Data taken from a collection:
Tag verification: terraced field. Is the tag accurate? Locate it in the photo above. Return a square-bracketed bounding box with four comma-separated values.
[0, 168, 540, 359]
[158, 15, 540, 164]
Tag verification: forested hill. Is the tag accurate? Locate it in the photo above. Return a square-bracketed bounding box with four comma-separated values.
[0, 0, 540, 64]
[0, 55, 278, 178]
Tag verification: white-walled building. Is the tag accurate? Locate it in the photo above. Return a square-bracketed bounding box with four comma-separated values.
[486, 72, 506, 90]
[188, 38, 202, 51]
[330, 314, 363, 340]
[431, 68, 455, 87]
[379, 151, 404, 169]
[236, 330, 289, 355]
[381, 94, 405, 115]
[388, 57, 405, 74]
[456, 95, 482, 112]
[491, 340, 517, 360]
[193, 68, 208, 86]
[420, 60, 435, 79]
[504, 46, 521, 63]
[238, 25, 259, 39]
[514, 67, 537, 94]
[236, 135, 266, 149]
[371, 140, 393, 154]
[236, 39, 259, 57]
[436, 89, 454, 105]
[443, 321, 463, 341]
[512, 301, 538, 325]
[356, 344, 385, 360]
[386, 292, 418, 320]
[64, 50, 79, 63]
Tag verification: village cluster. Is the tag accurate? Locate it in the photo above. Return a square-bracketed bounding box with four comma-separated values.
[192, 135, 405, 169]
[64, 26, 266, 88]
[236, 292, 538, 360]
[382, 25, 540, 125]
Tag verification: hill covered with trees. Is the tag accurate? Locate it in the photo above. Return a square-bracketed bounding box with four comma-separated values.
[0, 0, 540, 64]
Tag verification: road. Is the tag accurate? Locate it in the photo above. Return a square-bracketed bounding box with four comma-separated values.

*STATED GOAL:*
Write out every one of the records above again, word for word.

*FULL OUTPUT:*
Tag verification: terraced field. Is the tag accurate? Locate it in the photo above. Return a square-bracketed bounding box with four comma-separated values.
[0, 168, 540, 359]
[158, 15, 540, 164]
Tag verification: forested hill. Is the tag accurate? Locate it in the photo above. Return a square-bracketed bounding box with four comma-separated values.
[0, 0, 540, 64]
[0, 55, 278, 178]
Tag verification: white-walled building. Is the tag accurate? Locate it in the photo above. Return a square-bracketed bounding box with four comma-separated values.
[486, 72, 506, 90]
[188, 38, 202, 51]
[330, 314, 363, 340]
[431, 68, 455, 87]
[379, 151, 404, 169]
[236, 330, 289, 355]
[381, 94, 405, 115]
[388, 57, 405, 74]
[456, 95, 482, 112]
[491, 340, 517, 360]
[193, 68, 208, 86]
[420, 60, 435, 79]
[504, 46, 521, 63]
[238, 25, 259, 39]
[514, 67, 537, 94]
[236, 135, 266, 149]
[371, 140, 393, 154]
[236, 39, 259, 57]
[436, 89, 454, 105]
[443, 321, 463, 341]
[512, 301, 538, 325]
[356, 344, 385, 360]
[386, 292, 418, 320]
[64, 50, 79, 63]
Tag verification: village cluster. Is the tag accurate? Locate it in the photo above. Return a square-bracketed bounding box with four comma-separated values.
[192, 135, 405, 169]
[64, 26, 266, 88]
[236, 292, 538, 360]
[382, 25, 540, 125]
Tag verification: hill covered with trees. Is the tag accurate? Locate it in the photo above. Return a square-bracketed bounding box with four comma-separated values.
[0, 0, 540, 64]
Tag verification: road. Is the tag accurate? Locate it in the photo above. Return a square-bracketed bounding box with four comma-separated values.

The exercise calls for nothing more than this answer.